--- Begin EXTRACTED TEXT ---

"Students will now vote on constitution change," headlines the Echo, the student newspaper at California Lutheran University. On Monday the CLU judicial review panel made its review of the proposed constitutional amendment and also declined to remove two members of the student Senate from office. Read the entire article for some of the public on-campus discussion.
Meanwhile, the Echo's Opinion section includes two pieces by a student columnist, "CLU sacrifices Christianity roots to promote diversity," published Monday, Feb. 28 (when the Senate voted to send the proposal to CLU's undergrads), and "ASCLUG approves constitution change, but should it have?" on Monday, March 7 (the day of the judicial review). The Echo also posted on Monday guest columns entitled "Preamble to reflect current identity," by the amendment's initial sponsor, Senator Evan Sandlin of the Junior Class, and "Christian ideals should be present in preamble," by senior Jesse Knutson.

--- End EXTRACTED TEXT ---
--- Begin COLLECTED DATA ---

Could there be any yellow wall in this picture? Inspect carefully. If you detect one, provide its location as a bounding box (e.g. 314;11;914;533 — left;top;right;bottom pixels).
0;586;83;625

--- End COLLECTED DATA ---

> WHAT TO WORK ON:
1. Turn the paragraph starting "Meanwhile, the Echo's Opinion section" in the text about the CLU constitution vote into a short list that keeps its main facts.
2. In the text about the CLU constitution vote, what did the judicial review panel decline to do on Monday?
The listing is separate material with no tie to the text about the CLU constitution vote.

> COMPLETED EXERCISE:
1.
- Two Opinion pieces by a student columnist:
  - "CLU sacrifices Christianity roots to promote diversity," Monday, Feb. 28, the day the Senate voted to send the proposal to CLU's undergrads
  - "ASCLUG approves constitution change, but should it have?," Monday, March 7, the day of the judicial review
- Two guest columns posted Monday:
  - "Preamble to reflect current identity," by Senator Evan Sandlin of the Junior Class, the amendment's initial sponsor
  - "Christian ideals should be present in preamble," by senior Jesse Knutson

2. It declined to remove two members of the student Senate from office.